» Selection:
────────────────────────────────────────

- From: Julian Reschke <julian.reschke@gmx.de>
- Date: Fri, 10 Dec 2010 10:59:20 +0100
- To: Mark Nottingham <mnot@mnot.net>
- CC: Adam Barth <ietf@adambarth.com>, httpbis <ietf-http-wg@w3.org>
On 12.11.2010 08:53, Julian Reschke wrote:
> On 12.11.2010 05:58, Mark Nottingham wrote:
>> I'm confused. I thought that we were going to talk about error
>> handling in an appendix, but it appears you're starting to talk about
>> it here.
>
> 1) Yes, it should be an appendix.
>
> 2) Well, it's parsing advice. It appears that some readers have trouble
> understanding how to derive a parsing strategy from the way how we
> currently write specs, so this is an attempt to describe just that.
> ...
Here's an updated proposal (see also
<http://trac.tools.ietf.org/wg/httpbis/trac/attachment/ticket/259/i259.diff>):
-- snip --Appendix D. Parsing
This document does not require any specific handling of invalid
header field values. With this in mind, the text below describes a
simple strategy for parsing the header field and detecting problems
in general, or in specific parameters.
D.1. Combine Multiple Instances of Content-Disposition
If the HTTP message contains multiple instances of the Content-
Disposition header field, combine all field values into a single one
as specified in Section 4.2 of [RFC2616].
D.2. Parsing for Disposition Type and Parameters
Using the simplified grammar below:
field-value = disp-type *( ";" param )
disp-type = token
param = token "=" value
...parse the field value into a disp-type (disposition type) and a
sequence of parameters (pairs of name (token) and value). Lower-case
all disposition types and parameter names.
If the field value does not conform to the grammar (such as when not
exactly one disposition type is specified), ignore the whole header
field.
D.3. Checking Cardinality Constraints
If the parameter sequence contains multiple instances of the same
parameter name, ignore the whole header field.

────────────────────────────────────────

» Aim:
Continue the mailing-list message proposing an appendix on parsing the Content-Disposition header field, starting right after its final sentence.

────────────────────────────────────────

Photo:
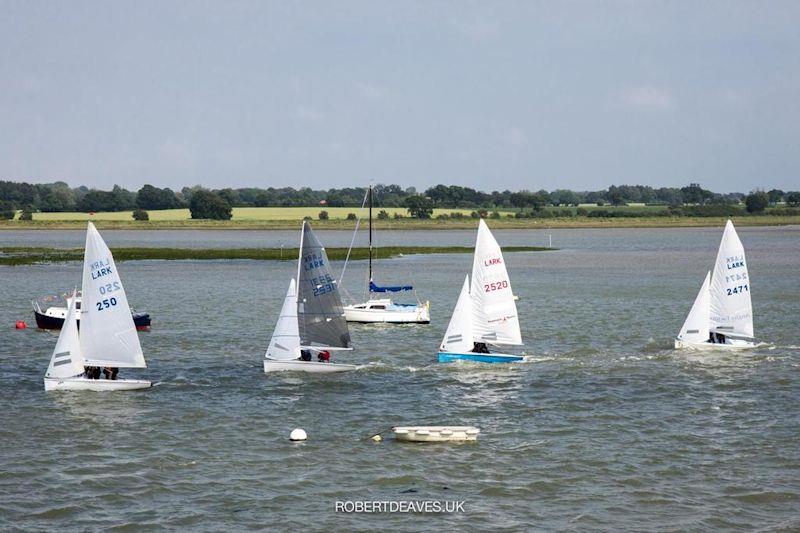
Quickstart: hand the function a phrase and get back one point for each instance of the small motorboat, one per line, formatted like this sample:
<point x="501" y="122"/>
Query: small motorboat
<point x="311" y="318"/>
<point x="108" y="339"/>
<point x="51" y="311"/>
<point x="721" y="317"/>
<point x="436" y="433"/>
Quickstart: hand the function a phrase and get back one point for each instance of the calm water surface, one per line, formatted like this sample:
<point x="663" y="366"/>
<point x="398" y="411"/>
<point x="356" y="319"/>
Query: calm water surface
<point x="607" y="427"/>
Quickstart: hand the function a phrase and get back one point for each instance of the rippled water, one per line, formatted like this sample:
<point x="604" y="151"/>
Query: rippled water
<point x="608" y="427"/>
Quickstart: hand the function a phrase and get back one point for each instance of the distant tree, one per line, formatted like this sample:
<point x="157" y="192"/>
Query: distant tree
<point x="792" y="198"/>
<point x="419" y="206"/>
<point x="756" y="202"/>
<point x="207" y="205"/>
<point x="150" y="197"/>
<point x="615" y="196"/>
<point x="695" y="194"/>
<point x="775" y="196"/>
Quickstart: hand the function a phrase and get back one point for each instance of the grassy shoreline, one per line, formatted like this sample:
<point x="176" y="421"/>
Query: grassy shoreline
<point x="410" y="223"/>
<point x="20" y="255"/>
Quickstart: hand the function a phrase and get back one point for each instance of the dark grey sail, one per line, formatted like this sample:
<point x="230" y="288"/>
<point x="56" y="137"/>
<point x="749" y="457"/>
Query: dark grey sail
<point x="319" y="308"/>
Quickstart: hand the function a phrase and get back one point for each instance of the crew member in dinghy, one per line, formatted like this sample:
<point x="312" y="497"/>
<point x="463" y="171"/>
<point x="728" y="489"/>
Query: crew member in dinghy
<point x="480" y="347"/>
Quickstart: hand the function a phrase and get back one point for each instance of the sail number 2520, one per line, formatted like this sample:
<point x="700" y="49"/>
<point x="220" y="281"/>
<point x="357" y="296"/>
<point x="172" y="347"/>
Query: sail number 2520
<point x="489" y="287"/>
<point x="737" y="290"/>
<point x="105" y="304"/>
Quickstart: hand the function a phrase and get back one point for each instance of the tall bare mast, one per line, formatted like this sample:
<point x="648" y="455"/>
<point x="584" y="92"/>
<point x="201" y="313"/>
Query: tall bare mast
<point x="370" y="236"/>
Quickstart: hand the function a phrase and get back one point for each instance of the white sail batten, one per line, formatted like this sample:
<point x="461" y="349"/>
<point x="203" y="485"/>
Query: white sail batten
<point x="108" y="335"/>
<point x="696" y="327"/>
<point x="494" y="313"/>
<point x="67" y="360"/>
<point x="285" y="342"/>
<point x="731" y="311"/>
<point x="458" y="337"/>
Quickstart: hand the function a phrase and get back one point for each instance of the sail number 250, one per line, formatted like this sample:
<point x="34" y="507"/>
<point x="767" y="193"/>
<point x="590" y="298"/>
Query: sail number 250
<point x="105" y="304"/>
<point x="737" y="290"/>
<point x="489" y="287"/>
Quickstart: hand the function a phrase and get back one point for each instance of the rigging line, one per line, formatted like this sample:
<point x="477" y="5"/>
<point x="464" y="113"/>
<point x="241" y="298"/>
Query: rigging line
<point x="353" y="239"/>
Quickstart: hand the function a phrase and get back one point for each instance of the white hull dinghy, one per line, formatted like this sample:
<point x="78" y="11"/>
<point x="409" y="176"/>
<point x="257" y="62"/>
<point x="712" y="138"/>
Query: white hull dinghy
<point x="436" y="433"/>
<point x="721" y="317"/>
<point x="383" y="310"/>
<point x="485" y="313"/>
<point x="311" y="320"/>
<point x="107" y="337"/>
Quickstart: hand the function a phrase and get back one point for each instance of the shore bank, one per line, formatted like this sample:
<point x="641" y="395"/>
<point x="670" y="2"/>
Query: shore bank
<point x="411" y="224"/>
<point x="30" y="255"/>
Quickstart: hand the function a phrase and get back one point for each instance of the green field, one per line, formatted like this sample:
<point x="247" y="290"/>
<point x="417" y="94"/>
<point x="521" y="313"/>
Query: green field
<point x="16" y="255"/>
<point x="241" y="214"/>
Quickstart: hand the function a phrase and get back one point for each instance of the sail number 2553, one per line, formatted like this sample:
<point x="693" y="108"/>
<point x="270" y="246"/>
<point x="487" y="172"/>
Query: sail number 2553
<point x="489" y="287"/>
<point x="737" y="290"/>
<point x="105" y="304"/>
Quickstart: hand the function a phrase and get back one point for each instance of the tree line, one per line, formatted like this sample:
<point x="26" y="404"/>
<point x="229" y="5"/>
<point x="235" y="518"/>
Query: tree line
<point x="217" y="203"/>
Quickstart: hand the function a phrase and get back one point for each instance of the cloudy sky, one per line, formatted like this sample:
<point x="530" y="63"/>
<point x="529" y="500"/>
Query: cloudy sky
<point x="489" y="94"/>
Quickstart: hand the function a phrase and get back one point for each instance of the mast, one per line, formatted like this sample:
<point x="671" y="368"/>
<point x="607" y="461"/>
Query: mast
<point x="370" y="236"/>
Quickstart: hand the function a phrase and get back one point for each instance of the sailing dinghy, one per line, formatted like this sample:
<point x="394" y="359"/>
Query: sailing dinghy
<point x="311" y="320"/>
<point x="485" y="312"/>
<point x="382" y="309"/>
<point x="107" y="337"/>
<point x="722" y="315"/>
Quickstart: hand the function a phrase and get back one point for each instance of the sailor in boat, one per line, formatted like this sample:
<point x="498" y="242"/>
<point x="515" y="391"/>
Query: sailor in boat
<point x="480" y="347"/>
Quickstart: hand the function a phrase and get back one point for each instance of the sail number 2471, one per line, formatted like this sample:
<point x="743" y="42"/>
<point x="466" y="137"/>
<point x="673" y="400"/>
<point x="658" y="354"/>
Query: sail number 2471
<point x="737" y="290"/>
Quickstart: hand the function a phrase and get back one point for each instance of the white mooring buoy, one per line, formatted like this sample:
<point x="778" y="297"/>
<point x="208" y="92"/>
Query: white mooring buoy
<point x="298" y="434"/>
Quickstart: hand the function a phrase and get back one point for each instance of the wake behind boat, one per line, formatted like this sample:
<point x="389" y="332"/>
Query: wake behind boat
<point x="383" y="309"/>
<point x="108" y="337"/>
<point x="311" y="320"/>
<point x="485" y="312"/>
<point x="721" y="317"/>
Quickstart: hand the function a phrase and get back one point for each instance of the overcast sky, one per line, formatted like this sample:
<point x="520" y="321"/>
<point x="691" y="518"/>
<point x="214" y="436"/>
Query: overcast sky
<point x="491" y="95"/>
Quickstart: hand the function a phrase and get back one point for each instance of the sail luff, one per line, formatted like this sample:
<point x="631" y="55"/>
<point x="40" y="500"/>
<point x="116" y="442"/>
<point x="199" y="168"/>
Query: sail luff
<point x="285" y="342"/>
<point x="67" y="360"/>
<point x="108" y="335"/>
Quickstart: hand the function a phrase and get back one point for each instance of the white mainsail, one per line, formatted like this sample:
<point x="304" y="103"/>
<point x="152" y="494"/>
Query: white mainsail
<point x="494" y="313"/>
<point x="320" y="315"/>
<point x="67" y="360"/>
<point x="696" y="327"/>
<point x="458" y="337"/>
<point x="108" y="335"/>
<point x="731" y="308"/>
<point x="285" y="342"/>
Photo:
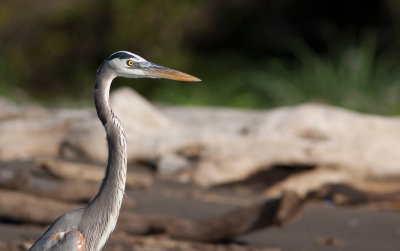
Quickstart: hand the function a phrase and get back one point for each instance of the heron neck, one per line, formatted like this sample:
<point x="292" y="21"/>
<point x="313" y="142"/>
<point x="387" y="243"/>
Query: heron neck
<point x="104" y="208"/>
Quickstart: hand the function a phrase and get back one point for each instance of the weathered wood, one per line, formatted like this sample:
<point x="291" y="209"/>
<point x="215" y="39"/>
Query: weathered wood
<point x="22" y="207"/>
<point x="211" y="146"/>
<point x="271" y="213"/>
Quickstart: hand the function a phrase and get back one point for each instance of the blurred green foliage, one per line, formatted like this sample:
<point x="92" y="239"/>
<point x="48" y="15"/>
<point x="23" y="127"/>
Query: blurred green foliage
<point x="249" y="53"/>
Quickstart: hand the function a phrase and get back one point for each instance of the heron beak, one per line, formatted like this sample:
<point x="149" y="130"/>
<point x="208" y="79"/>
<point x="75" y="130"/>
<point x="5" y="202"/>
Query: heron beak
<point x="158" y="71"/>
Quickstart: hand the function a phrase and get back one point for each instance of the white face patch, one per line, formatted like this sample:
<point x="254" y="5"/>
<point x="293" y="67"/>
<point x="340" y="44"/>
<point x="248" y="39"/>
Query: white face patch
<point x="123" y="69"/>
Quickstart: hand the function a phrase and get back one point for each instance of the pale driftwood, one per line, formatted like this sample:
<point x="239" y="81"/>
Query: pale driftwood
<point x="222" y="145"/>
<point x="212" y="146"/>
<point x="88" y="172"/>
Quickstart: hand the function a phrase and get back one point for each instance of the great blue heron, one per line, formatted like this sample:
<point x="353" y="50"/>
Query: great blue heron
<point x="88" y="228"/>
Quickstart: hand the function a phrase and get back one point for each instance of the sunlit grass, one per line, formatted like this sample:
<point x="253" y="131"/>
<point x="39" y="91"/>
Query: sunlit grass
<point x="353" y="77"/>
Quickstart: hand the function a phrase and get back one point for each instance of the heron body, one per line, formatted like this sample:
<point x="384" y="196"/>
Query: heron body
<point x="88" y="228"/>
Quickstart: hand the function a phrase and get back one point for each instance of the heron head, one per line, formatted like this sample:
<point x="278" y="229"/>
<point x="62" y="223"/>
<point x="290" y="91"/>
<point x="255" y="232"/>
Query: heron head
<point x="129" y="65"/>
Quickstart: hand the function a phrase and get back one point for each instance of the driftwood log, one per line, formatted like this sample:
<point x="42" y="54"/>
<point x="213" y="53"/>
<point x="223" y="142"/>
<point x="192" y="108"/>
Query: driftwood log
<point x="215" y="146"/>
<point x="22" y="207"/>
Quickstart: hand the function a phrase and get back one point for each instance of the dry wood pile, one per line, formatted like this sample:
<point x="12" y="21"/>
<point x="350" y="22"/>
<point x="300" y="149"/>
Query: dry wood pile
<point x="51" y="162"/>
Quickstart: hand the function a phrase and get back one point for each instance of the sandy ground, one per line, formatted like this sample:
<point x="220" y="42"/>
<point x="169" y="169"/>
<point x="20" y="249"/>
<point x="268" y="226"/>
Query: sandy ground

────────────────────────────────────────

» Task response:
D.4. Post-Process Parameter Values
For each parameter, post-process the associated value part according
to the grammar:
o According to Section 3.2.1 of [RFC5987] for parameters using the
RFC 5987 syntax (such as "filename*"). If this fails, just ignore
this parameter.
o According to the grammar for quoted-string (Section 2.2 of
[RFC2616]) for values starting with a double quote character (").
o Verbatim otherwise.
Note that this step starts with an octet sequence obtained from the
HTTP message, and results in a sequence of Unicode characters.
D.5. Extracting the Disposition Type
The parsing step (Appendix D.2) has returned the disposition type (to
be matched case-insensitively), which can be "attachment", "inline",
or an extension type. If the type is unknown, treat it like
"attachment" (see Section 3.2).
D.6. Determining the File Name
The parsing and post-processing steps resulted in a set of parameters
(name/value pairs). The suggested file name is the value of the
"filename*" parameter (when present), otherwise the value of the
"filename" parameter.
If neither is given, the UA can determine a name based on the
associated URI; for instance based on the last path segment.
Otherwise, the UA ought to post-process the suggested filename
according following Section 3.3. [[anchor10: We could say here that
UAs may reject filenames for security reasons, such as those with a
path separator character.]]
-- snip --
I'm still nervous going even so far; imagining how much additional text
we'd need in Part 1..7 to do this for all headers.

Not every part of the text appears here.